Provided text:
● ● ●

The Department of Art offers an M.A. and MFA in Art. Within the MFA are three areas of specialization: Graphics, 2D, 3D/4D.

The graduate program in art is currently comprised of approximately 80 graduate students and 29 full-time faculty. The faculty is a distinguished group of professional artists who are active in the research and exhibition of their work and are also devoted teachers. An important strength of the graduate program lies in the breadth and diversity of its faculty. The program continues to grow and provides a wealth of artistic experiences for its students.

Graphics Area

The graphics area consists of courses in relief print, serigraphy, intaglio, lithography, digital printmaking, paper making, book arts, photography, and graphic design. Each medium outfitted with a classroom of state-of-the-art print equipment for specific printing techniques. The area emphasizes the development of ideas and concepts while honing skill and technical command. Graphic design is defined in the broadest terms to include typography, book design and structure, artists books, paper making, illustration, production techniques, and computer typesetting.

● ● ●

Extracted information:

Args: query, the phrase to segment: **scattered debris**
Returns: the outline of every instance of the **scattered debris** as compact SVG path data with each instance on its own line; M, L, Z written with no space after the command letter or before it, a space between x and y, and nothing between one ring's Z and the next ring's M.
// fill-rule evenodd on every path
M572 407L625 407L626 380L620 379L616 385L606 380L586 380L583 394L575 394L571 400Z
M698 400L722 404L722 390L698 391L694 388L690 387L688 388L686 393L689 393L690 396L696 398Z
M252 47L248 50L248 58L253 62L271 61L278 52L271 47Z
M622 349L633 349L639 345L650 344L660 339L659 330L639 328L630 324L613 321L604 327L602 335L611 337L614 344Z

● ● ●

Problem 1:
Summarize the art program description in two sentences.
Problem 2:
Answer these questions from the art program description:
(a) Which two degrees does the Department of Art offer?
(b) About how many graduate students are in the graduate program in art?
(c) Which area includes courses in serigraphy and lithography?

Full answer 1:
The Department of Art offers an M.A. and an MFA in Art, with MFA specializations in Graphics, 2D, and 3D/4D, and its graduate program has about 80 students and 29 full-time faculty who are active artists and devoted teachers. The graphics area covers printmaking, paper making, book arts, photography, and graphic design, with state-of-the-art equipment for each medium and an emphasis on developing ideas while honing technical skill.

Full answer 2:
(a) An M.A. and an MFA in Art.
(b) Approximately 80.
(c) The graphics area.